##### Task material #####
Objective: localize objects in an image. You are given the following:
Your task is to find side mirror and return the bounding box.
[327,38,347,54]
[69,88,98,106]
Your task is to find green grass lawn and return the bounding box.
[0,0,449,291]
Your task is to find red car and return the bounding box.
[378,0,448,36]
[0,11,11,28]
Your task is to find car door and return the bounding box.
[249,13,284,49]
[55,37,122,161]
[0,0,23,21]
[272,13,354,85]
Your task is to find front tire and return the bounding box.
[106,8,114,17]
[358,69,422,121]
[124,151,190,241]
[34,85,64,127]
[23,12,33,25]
#####
Rewrite the items with every occurrence of "return the bounding box" replaced by "report its box coordinates" and nothing else changed.

## Task output
Objective: localize objects in an image. You are given the following:
Your task is to find side mirror and report its box coordinates.
[327,38,347,54]
[69,88,98,106]
Your task is to find green grass lawn and report its box coordinates.
[0,0,449,291]
Your task is to find red car and report its box coordinates.
[378,0,448,36]
[0,11,11,28]
Your task is to find car door and report its box coordinates.
[249,13,284,49]
[55,37,122,161]
[0,0,23,21]
[272,13,354,85]
Your task is to find front tire and report its box coordinates.
[106,8,114,17]
[358,69,422,121]
[124,151,190,241]
[34,85,64,127]
[23,12,33,25]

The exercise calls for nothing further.